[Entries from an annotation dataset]
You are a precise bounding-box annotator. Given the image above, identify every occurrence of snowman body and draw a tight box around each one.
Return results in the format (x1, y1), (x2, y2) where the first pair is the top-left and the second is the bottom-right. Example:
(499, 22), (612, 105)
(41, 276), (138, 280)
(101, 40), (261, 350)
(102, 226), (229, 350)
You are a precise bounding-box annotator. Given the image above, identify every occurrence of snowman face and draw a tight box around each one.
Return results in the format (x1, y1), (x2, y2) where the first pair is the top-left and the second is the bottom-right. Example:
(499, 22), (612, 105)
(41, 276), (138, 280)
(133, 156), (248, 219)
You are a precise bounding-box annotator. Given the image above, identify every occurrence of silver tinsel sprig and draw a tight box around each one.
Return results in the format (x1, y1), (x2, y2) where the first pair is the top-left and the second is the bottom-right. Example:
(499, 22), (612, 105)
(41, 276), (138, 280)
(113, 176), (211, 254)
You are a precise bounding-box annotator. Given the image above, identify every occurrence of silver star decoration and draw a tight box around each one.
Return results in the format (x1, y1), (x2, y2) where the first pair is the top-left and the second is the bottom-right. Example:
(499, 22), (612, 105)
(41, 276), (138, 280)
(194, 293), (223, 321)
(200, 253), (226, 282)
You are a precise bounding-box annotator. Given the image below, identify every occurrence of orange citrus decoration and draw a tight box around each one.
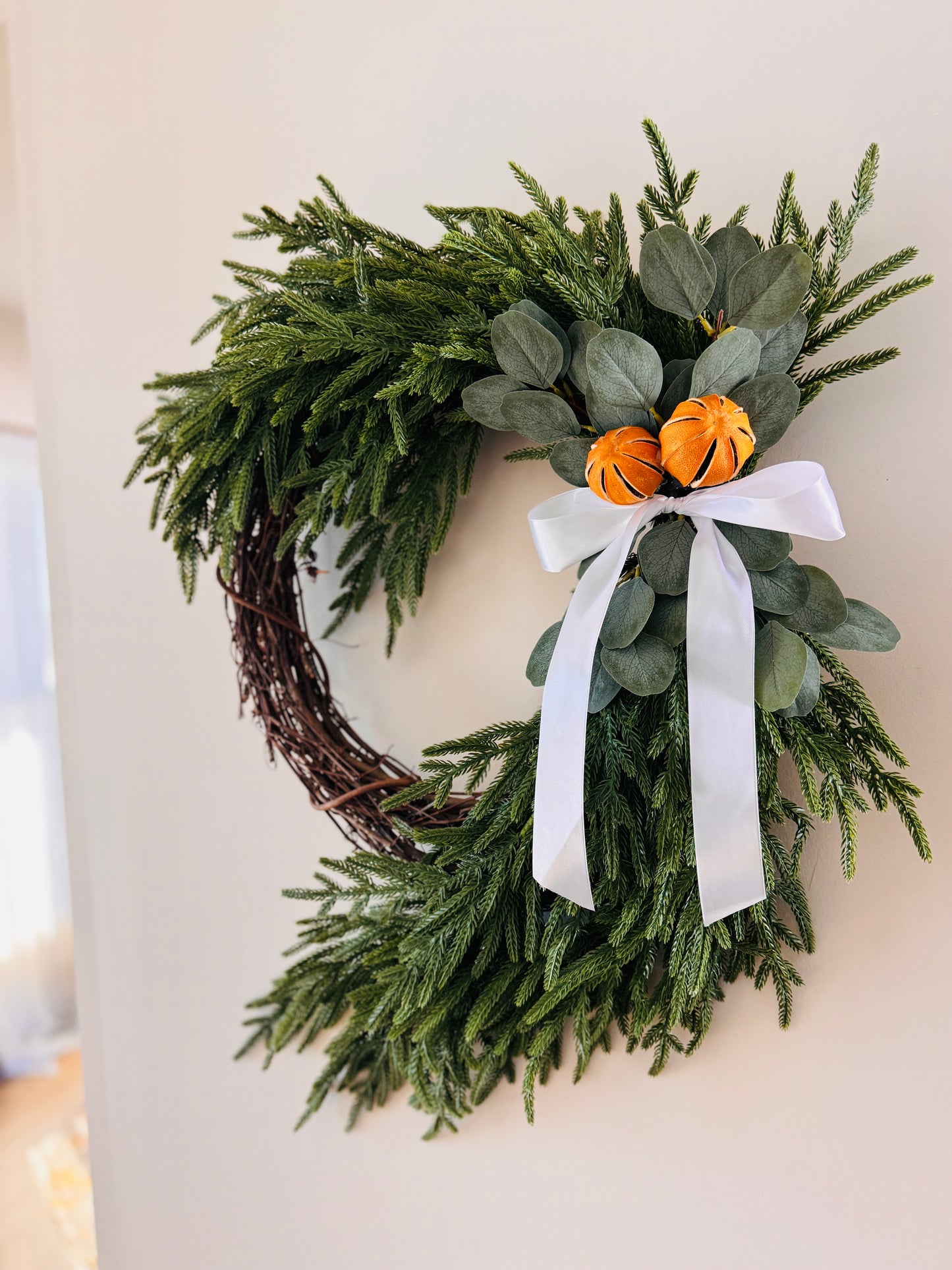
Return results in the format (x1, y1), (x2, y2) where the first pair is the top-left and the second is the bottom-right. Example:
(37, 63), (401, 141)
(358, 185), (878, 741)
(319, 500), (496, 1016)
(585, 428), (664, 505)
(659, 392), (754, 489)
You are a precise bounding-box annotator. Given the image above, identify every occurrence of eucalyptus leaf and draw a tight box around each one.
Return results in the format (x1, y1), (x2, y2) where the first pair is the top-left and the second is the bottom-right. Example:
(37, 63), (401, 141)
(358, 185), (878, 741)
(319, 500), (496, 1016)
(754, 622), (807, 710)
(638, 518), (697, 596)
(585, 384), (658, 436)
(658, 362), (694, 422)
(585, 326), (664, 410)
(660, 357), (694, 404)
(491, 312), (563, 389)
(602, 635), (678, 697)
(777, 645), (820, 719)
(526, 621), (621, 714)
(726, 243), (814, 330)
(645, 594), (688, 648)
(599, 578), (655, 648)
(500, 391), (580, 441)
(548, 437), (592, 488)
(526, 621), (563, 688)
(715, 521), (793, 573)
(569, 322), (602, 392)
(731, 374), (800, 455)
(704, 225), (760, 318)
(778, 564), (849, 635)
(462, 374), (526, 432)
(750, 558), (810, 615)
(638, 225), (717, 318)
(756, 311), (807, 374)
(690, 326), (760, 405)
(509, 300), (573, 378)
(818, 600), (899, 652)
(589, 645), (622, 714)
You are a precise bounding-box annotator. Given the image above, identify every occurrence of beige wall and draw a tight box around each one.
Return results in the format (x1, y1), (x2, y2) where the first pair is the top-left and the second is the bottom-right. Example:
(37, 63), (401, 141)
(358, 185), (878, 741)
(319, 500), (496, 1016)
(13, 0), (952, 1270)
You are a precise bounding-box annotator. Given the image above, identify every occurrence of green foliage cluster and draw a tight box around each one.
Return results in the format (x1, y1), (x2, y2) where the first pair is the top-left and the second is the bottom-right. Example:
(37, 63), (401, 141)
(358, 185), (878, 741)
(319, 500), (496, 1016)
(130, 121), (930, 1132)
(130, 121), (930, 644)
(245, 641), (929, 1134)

--

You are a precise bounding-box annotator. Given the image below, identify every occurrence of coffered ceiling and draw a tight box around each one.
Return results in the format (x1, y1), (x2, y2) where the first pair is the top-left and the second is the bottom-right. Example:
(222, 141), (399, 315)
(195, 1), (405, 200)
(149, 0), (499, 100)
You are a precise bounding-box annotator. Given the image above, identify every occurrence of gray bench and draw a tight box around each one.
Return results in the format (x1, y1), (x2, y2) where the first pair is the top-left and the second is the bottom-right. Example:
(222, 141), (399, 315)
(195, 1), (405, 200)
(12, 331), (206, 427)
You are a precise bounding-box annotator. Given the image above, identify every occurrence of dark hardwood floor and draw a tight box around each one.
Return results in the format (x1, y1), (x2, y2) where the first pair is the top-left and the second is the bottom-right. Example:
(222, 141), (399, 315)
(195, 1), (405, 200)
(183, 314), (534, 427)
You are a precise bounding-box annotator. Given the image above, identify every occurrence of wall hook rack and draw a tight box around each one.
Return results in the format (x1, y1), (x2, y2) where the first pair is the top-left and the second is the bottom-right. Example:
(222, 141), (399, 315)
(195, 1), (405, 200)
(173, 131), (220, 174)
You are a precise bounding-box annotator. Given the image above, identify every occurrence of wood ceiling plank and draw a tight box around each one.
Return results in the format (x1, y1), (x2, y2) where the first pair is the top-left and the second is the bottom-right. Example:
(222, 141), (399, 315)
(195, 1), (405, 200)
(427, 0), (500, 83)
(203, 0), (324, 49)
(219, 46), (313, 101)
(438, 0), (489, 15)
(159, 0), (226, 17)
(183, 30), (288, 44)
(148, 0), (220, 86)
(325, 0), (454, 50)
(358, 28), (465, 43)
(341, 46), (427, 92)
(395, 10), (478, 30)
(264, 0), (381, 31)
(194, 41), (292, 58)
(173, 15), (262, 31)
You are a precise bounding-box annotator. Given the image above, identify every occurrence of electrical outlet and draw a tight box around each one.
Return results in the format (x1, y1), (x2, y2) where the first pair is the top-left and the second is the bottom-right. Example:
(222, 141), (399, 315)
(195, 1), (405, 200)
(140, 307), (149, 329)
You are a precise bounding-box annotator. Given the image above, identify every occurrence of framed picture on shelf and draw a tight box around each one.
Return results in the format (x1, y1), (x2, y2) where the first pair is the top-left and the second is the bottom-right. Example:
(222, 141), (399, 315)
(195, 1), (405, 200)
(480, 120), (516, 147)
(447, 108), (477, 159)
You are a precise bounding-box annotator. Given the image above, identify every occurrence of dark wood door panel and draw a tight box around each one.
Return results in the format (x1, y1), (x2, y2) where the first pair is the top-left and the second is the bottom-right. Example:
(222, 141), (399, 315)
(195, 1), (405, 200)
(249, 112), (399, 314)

### Task requirements
Starting at the line that contains "occurrence of gray" and ending at the line that contains "(183, 314), (534, 427)", rewrite every line of those items, requests included, and rescale the answer box coordinates by 2.2, rounding each to a whole number with halves rounded up. Keep the numbers in the requests and their format samples unchanged.

### Answer to the task
You are a precise bounding-box annotator. Given the image above, identify every occurrence of gray bench and draw a tight box around each one.
Return results in the format (x1, y1), (x2, y2) where the first pair is the top-left and the second is the bottom-right. Example:
(222, 141), (399, 315)
(195, 1), (405, 200)
(26, 728), (453, 939)
You are a precise bounding-box annotator. Given the image above, identify every occurrence of dark hardwood floor and draw a tight box around each one.
Return results in the format (x1, y1), (x2, y2) where the first pair is the top-left and the second is the bottom-right. Example:
(222, 141), (399, 315)
(195, 1), (405, 200)
(403, 691), (1175, 939)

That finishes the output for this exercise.